▸ **PROBLEM REQUIREMENTS**: Could you update the rows below so that "in this picture" reads "in the image" everywhere it occurs, with nothing else altered? Leave the pictures out of your version.

▸ **STORED ROWS**:
::::::::
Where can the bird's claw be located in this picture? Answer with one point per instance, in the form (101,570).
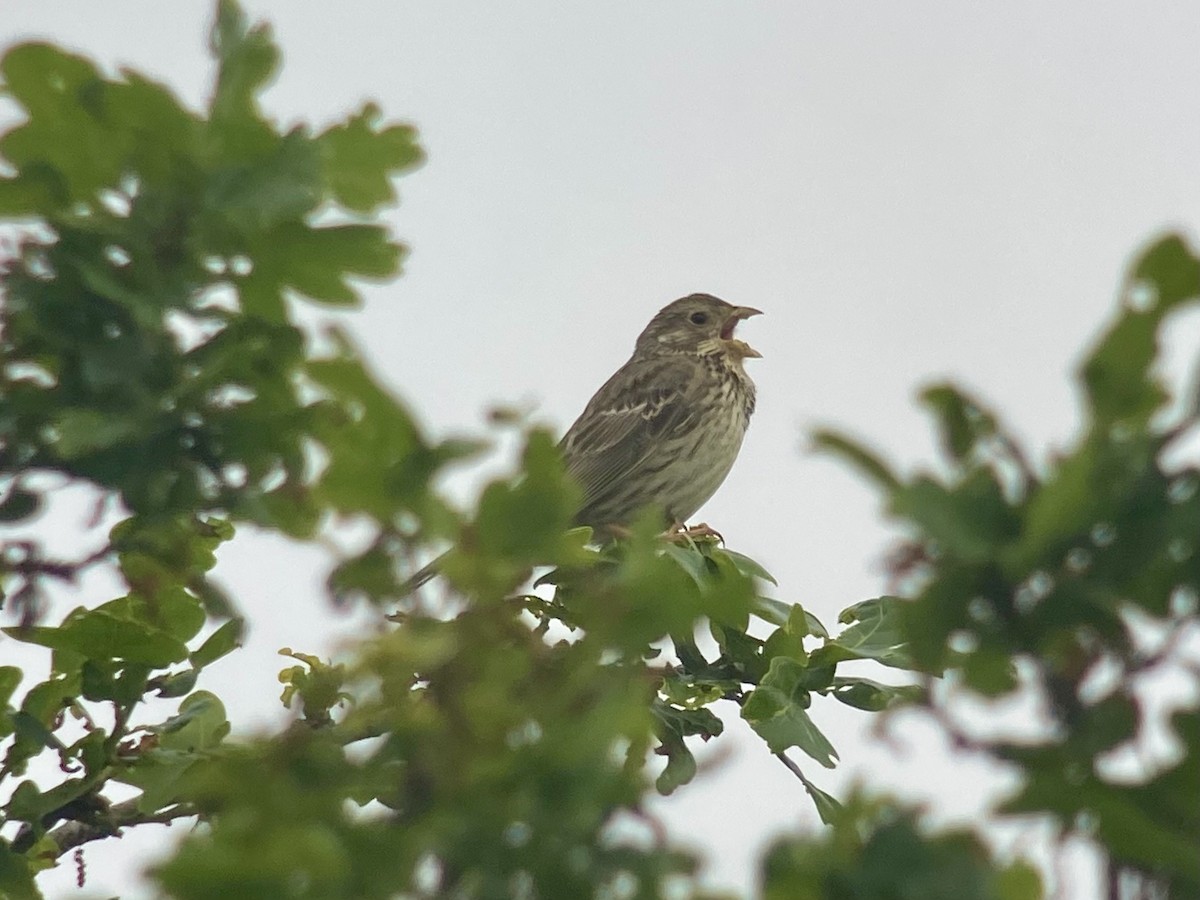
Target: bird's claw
(681,532)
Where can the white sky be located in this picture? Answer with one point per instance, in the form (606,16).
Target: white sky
(909,190)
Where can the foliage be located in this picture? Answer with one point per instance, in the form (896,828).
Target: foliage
(1074,585)
(493,743)
(151,352)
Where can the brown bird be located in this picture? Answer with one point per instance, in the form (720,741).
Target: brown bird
(667,426)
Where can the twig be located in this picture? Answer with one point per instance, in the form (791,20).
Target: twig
(121,815)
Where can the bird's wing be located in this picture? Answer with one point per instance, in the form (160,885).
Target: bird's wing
(617,433)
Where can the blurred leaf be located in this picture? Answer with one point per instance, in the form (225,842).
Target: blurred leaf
(359,156)
(225,640)
(858,456)
(775,709)
(873,696)
(101,635)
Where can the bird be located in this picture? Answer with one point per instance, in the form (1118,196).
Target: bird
(666,429)
(667,426)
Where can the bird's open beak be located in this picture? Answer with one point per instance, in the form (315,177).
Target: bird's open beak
(739,347)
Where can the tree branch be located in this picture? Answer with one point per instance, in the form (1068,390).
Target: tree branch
(121,815)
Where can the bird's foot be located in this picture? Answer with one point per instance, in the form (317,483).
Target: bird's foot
(681,532)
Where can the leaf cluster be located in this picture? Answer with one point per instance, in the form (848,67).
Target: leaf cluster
(1073,582)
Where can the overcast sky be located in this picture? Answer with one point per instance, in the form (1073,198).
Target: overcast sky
(907,190)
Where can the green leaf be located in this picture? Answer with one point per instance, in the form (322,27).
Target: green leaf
(971,520)
(775,711)
(19,504)
(360,157)
(199,725)
(84,431)
(247,59)
(317,262)
(744,564)
(874,696)
(225,640)
(875,633)
(16,877)
(829,808)
(10,678)
(868,463)
(1117,373)
(102,636)
(679,771)
(964,423)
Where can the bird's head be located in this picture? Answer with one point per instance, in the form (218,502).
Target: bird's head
(700,324)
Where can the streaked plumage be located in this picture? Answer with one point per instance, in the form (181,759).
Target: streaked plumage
(667,426)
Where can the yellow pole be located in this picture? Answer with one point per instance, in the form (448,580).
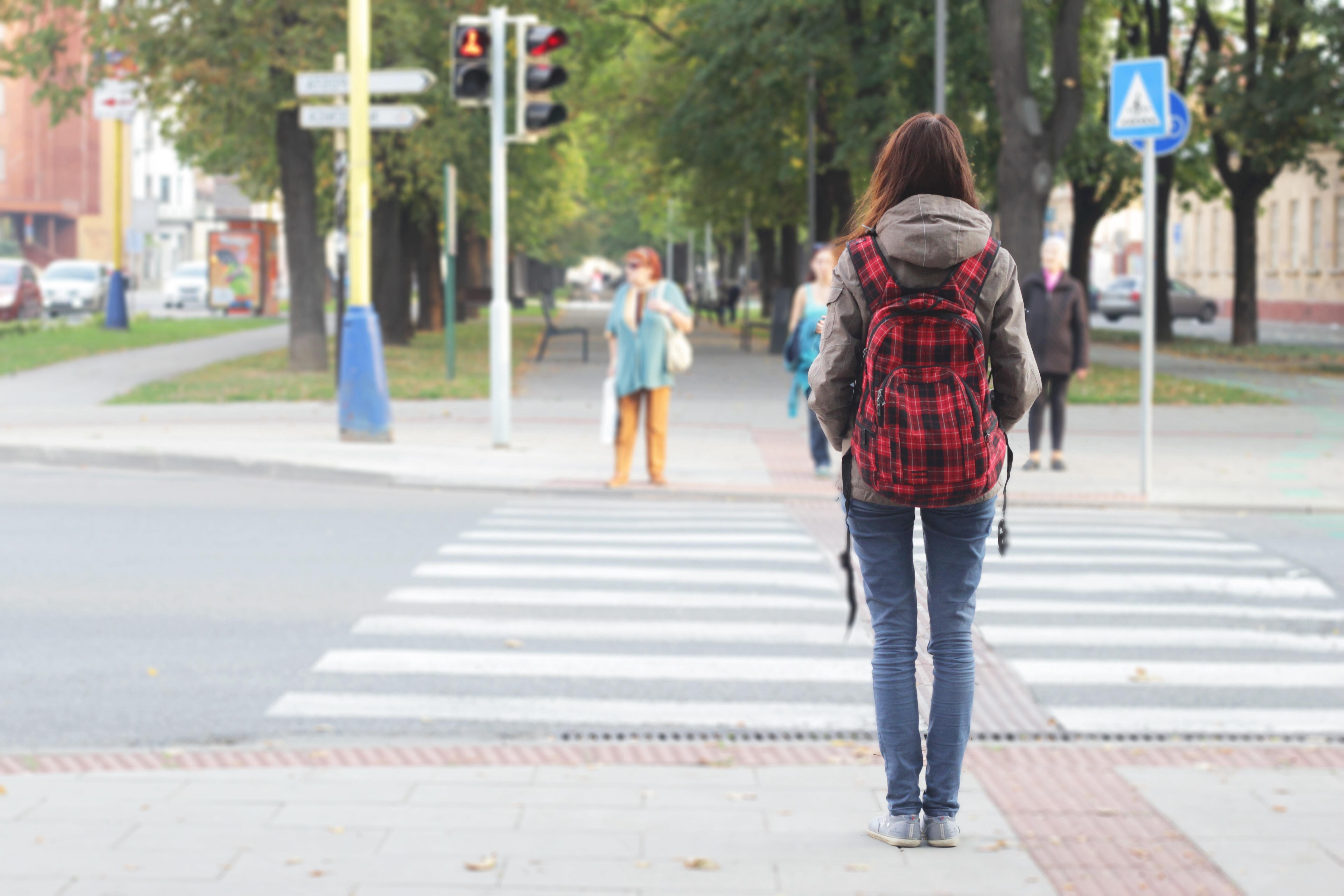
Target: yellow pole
::::::::
▸ **TASK RESPONSE**:
Where can the bird's claw be located in the image? Answer with one point per instance, in the form (101,570).
Target: bird's claw
(681,532)
Where can the white sky be located in the image? Answer with one point per instance, in the form (606,16).
Target: white sky
(909,190)
Where can the foliage be located in the image? Answer with one point per instance, in the form (896,828).
Target: foliage
(1074,585)
(493,743)
(151,352)
Where can the brown bird be located in the image? Answer with one point per instance, in the form (720,741).
Target: brown bird
(667,426)
Where can the twig be located in the image? Answer with one point per instance, in the form (791,20).
Target: twig
(121,815)
Where can the bird's wing be located in the image? Answer with one point per instance, in the form (160,885).
Target: bird's wing
(617,433)
Where can the blurred leaf be located in the image? Answer with one point per instance, in the form (225,842).
Target: blurred leaf
(359,156)
(225,640)
(858,456)
(775,709)
(873,696)
(101,635)
Where can the bird be located in the image? Answer with one point per instance, in the form (1118,196).
Target: bird
(666,429)
(667,426)
Where can the bird's open beak be located in the image? Answer with one point per instance, in the form (315,177).
Target: bird's open beak
(739,347)
Where can the tree branch be located in the image? Answer with one point per instance, in the form (1068,390).
Target: tree branch
(121,815)
Where can the bird's foot be located in the image? Answer with one point per instance, in the form (317,483).
Target: bird's foot
(681,532)
Where can the leaf cluster be located in the image? Answer with one point per instance, in the form (848,67).
Target: leaf cluster
(1073,582)
Where can the overcast sky be located in the image? Answer with one point per instance, in the form (1073,198).
Target: overcast sky
(907,190)
Where can the green leaf be located in the image? Answer with one point per instance, in the form (322,27).
Target: green leaf
(971,520)
(775,711)
(19,504)
(360,157)
(199,725)
(84,431)
(247,59)
(317,262)
(744,564)
(874,696)
(225,640)
(875,633)
(16,877)
(829,808)
(10,678)
(868,463)
(1117,373)
(102,636)
(679,771)
(964,423)
Where can the bird's head be located in the image? Answer with one point per instance, in the form (218,502).
Target: bird's head
(700,324)
Where can the streaked plumage be located in the image? Answer with one point per instance, in the form (181,759).
Target: streaked plumage
(667,426)
Where can the yellow pole be located in the image? Answer with one point per instance, in the form (448,580).
Target: yellow pole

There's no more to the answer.